__PROBLEM DETAILS__: Reproduce as a numbered list the rows below, starting at the line containing "Exercise. Mark every instance of the tree trunk" and ending at the line containing "pixel 705 564", both included, with any blank lines omitted.

(Image location labeling entries)
:::::
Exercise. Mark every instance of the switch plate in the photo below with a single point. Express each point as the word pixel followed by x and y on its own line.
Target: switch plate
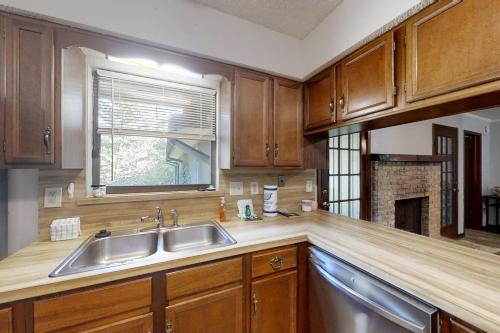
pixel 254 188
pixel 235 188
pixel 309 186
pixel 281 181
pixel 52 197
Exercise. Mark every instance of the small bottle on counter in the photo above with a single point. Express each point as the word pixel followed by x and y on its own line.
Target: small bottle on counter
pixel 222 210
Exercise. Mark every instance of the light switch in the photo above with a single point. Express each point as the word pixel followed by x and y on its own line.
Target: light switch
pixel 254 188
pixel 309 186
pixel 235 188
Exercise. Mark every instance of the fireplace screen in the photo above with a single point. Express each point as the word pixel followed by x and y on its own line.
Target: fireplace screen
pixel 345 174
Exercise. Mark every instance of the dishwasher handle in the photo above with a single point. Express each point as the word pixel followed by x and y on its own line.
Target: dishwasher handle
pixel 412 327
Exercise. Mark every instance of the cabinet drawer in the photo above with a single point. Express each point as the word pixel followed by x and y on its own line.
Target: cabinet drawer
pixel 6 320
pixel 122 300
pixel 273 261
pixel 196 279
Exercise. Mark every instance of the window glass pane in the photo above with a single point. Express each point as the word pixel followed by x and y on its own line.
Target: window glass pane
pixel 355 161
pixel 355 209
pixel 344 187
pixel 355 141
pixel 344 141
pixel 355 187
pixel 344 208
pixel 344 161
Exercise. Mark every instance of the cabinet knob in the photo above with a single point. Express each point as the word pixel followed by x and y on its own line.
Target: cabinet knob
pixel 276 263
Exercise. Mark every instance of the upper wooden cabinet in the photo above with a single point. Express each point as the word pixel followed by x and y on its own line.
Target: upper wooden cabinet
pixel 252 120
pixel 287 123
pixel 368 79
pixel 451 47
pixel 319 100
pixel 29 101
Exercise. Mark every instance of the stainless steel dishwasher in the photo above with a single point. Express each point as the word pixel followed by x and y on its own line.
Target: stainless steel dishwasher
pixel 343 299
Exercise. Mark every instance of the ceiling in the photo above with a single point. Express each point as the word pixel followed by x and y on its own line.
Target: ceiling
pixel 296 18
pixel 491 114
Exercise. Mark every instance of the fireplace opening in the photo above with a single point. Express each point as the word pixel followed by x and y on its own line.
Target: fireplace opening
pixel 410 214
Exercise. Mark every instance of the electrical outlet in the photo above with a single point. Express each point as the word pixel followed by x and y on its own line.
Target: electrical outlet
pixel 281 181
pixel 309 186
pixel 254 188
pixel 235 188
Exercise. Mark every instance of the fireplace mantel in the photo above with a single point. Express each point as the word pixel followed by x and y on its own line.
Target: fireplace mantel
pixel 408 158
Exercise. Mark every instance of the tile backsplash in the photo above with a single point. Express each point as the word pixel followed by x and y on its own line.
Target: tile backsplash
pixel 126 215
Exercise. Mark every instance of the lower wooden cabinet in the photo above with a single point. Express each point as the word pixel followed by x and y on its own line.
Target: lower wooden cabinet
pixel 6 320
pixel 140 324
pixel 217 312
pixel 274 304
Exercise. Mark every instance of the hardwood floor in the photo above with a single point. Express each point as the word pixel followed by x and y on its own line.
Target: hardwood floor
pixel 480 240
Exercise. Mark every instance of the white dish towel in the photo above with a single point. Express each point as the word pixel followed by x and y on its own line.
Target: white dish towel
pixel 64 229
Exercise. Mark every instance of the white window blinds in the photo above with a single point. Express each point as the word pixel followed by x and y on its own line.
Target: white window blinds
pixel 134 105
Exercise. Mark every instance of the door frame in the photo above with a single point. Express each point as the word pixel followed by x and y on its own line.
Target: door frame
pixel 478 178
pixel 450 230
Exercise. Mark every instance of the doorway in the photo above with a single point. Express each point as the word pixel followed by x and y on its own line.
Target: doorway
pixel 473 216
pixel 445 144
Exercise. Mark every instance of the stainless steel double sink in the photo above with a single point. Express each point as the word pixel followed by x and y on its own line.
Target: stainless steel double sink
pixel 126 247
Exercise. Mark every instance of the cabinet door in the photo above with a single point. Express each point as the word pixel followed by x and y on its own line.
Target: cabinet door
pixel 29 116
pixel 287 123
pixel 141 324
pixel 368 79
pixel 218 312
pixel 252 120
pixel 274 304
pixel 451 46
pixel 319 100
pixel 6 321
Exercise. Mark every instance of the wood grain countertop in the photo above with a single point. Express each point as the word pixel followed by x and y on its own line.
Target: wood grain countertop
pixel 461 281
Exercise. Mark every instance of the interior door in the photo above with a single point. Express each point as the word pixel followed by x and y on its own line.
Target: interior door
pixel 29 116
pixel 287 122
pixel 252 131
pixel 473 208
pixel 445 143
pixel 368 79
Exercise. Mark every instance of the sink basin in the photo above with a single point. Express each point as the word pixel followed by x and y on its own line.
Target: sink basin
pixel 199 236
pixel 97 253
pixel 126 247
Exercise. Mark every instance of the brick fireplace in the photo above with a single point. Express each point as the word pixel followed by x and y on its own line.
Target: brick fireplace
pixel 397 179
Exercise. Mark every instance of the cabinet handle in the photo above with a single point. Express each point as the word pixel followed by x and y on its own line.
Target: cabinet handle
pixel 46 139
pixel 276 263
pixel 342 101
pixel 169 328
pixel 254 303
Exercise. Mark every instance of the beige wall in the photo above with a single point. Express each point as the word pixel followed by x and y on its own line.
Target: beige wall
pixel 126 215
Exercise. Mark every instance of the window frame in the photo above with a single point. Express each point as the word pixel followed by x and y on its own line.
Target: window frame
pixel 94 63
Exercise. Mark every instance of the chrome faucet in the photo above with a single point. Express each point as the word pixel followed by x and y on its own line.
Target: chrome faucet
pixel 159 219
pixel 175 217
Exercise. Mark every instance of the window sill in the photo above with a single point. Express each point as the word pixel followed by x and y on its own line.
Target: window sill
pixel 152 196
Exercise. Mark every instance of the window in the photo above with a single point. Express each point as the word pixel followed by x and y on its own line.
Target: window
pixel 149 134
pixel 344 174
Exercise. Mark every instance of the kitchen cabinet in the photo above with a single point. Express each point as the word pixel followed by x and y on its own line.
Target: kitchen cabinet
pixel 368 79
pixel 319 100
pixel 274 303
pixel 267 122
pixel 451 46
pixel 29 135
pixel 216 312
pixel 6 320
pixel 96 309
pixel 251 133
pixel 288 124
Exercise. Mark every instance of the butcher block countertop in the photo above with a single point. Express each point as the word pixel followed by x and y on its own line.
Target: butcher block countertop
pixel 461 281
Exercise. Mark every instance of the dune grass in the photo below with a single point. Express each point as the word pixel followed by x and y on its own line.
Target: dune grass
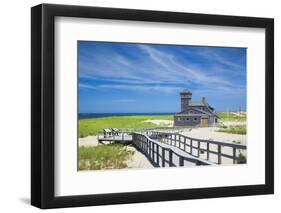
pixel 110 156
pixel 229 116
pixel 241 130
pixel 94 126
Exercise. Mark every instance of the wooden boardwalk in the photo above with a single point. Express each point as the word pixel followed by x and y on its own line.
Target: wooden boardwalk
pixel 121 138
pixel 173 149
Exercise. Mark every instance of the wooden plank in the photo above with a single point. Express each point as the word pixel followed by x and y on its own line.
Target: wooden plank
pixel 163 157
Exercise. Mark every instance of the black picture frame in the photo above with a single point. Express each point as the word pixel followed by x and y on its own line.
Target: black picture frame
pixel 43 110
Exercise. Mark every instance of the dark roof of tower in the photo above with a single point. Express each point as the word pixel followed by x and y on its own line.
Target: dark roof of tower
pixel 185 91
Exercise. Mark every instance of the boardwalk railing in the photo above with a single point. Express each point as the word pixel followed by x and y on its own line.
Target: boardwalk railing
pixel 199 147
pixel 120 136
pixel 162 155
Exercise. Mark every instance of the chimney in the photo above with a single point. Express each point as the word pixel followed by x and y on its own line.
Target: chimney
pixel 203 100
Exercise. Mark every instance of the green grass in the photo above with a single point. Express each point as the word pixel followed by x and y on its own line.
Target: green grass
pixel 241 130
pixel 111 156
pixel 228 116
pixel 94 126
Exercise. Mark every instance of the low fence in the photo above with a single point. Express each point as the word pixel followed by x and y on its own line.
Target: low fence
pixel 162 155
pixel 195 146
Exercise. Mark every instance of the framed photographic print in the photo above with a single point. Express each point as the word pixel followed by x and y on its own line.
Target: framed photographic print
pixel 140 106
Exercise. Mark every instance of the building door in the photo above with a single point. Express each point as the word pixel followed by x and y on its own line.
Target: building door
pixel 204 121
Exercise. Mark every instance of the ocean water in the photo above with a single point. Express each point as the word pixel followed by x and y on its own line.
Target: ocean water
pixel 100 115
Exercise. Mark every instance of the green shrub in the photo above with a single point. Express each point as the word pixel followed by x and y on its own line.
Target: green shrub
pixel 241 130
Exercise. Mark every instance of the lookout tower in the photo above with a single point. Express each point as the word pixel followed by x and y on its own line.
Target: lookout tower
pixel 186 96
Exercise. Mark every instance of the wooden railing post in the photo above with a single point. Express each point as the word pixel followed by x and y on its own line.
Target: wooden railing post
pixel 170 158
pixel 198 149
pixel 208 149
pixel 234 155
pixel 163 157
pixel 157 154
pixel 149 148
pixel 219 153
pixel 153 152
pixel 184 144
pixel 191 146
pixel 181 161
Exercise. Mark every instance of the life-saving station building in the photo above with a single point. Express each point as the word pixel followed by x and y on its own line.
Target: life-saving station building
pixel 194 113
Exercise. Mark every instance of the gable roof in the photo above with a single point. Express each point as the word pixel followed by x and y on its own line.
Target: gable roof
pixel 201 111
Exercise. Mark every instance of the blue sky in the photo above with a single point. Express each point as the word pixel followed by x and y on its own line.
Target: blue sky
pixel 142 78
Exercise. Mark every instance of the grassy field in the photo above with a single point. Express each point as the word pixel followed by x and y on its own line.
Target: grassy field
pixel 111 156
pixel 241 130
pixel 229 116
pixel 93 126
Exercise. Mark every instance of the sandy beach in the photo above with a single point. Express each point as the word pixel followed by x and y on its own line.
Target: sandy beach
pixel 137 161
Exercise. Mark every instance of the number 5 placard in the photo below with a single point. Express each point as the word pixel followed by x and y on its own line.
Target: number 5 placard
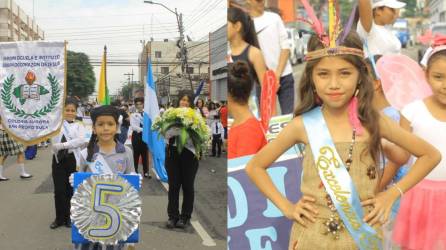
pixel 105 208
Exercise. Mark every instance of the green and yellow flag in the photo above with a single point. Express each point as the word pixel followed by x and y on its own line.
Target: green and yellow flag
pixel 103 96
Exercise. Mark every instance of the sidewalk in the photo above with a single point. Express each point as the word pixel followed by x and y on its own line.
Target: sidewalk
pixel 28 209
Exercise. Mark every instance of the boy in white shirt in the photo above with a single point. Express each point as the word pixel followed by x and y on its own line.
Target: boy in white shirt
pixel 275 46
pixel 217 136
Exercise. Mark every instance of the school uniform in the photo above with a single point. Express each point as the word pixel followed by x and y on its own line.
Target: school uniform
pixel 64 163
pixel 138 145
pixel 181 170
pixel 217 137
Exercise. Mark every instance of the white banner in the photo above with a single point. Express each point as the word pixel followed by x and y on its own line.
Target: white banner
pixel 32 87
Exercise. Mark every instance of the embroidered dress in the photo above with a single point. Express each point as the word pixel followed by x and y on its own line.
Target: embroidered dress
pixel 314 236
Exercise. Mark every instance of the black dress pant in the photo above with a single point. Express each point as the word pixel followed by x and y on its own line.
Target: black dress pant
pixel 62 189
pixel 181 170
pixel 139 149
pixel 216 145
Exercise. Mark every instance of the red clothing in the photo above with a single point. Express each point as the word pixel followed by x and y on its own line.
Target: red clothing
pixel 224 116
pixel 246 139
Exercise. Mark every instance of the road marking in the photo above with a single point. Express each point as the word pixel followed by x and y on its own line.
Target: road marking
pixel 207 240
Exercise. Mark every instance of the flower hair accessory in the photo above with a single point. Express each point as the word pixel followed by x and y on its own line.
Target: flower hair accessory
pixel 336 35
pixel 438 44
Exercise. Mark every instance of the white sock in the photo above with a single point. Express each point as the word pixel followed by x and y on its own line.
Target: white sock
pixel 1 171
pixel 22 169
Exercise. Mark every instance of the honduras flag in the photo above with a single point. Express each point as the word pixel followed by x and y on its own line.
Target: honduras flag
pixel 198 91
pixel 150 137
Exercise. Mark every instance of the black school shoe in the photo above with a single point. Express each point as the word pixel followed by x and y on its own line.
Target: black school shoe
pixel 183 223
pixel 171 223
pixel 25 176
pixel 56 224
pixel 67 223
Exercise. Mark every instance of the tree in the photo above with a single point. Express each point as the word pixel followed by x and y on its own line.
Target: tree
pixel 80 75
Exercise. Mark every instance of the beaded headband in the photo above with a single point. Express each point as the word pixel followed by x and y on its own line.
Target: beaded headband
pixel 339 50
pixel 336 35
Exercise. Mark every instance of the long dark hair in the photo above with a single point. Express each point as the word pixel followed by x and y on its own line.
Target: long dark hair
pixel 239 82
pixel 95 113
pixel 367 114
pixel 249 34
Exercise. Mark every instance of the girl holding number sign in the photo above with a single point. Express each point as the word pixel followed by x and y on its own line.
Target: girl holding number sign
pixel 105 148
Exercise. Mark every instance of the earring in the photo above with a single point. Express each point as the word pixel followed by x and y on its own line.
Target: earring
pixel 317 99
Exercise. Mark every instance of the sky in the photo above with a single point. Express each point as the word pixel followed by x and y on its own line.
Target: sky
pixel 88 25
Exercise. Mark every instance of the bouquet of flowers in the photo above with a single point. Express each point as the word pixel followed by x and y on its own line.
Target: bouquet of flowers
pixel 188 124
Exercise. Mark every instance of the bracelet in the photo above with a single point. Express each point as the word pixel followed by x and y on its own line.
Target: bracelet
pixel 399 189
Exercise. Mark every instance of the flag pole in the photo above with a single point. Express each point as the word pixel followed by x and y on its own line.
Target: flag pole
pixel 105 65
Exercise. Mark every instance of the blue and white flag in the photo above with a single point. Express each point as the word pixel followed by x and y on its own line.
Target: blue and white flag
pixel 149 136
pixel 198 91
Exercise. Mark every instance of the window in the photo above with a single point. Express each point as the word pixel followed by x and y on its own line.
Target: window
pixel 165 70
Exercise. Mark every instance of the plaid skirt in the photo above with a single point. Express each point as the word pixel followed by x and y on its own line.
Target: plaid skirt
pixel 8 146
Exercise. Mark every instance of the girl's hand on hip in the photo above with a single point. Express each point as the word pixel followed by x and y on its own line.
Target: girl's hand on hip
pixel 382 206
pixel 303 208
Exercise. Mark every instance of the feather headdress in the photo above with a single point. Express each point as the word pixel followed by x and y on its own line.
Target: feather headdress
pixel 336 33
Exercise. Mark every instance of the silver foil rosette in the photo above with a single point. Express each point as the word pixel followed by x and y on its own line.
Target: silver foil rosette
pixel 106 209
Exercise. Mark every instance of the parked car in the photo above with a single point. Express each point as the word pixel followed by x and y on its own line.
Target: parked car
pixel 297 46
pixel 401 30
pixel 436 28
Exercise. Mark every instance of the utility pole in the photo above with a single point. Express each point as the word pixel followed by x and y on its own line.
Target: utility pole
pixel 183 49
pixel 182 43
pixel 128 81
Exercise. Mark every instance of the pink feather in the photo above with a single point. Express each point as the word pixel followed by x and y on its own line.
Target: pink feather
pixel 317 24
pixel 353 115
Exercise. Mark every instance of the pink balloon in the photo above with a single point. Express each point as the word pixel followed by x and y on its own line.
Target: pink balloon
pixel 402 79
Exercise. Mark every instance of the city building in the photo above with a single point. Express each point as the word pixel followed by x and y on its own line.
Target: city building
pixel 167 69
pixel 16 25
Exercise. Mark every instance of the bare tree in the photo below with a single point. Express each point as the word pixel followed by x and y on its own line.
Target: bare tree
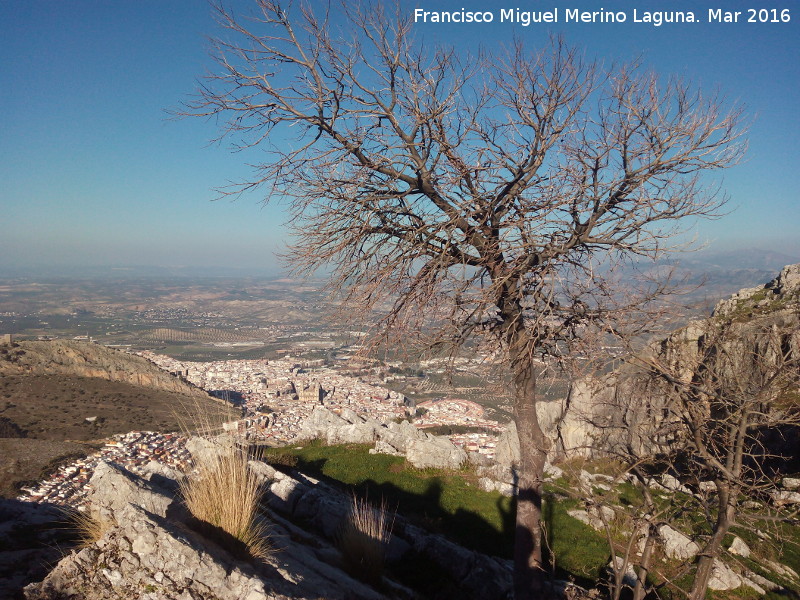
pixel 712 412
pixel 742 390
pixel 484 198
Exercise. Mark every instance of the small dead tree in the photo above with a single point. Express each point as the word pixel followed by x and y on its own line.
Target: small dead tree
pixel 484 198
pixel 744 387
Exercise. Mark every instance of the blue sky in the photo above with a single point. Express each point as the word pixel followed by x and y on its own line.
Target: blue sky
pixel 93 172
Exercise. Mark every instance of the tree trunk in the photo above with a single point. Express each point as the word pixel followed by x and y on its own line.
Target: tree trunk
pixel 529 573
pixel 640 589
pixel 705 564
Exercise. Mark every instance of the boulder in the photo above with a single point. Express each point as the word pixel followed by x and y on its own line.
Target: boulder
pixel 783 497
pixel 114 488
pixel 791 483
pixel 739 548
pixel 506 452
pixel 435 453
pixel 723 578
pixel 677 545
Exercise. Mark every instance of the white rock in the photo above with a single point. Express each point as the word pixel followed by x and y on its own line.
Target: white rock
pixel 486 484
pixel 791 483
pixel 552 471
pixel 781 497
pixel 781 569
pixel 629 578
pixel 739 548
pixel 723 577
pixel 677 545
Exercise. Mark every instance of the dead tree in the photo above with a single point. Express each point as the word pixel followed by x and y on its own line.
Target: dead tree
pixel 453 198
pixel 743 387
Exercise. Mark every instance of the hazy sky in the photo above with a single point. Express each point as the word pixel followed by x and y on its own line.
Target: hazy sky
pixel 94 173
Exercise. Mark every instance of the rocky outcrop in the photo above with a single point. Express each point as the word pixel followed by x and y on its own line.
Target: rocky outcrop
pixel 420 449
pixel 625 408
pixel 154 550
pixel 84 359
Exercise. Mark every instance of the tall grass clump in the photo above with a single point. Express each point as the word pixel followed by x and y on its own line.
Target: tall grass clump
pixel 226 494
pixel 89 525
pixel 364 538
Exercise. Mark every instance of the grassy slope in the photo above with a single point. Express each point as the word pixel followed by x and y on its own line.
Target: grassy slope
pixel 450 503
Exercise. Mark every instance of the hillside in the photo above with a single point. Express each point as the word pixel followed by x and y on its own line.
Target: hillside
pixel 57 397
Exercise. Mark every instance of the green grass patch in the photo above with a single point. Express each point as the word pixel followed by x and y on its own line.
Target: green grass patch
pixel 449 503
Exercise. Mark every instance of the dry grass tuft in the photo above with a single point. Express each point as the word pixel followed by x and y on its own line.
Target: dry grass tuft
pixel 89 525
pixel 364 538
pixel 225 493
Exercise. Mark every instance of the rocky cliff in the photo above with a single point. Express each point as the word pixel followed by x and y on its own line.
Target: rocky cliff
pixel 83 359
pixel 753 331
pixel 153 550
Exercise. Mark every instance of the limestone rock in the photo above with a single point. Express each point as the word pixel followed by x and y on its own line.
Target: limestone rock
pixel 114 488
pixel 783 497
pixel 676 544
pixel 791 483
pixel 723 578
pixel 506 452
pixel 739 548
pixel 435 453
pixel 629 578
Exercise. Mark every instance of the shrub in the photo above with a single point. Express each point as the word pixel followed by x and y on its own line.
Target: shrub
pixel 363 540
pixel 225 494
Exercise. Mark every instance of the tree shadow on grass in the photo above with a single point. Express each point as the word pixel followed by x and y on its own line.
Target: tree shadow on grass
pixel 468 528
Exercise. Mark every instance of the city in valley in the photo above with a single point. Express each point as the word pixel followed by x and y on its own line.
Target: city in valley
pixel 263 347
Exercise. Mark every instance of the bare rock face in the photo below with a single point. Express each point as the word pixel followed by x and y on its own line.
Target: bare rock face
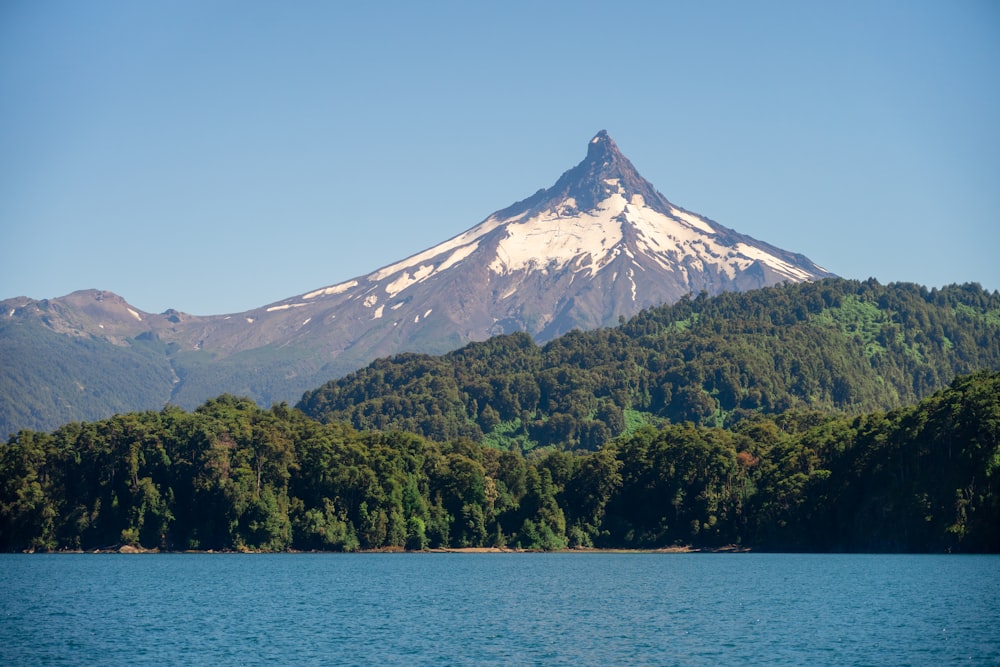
:::::
__RESPONSE FOR THIS EXERCISE__:
1. Exercise. Mark every instance of the tree trunk in the photo above with a single point. Express each point as the word pixel followed by x and y on its own line.
2. Target: tree trunk
3. pixel 529 573
4. pixel 640 589
5. pixel 705 564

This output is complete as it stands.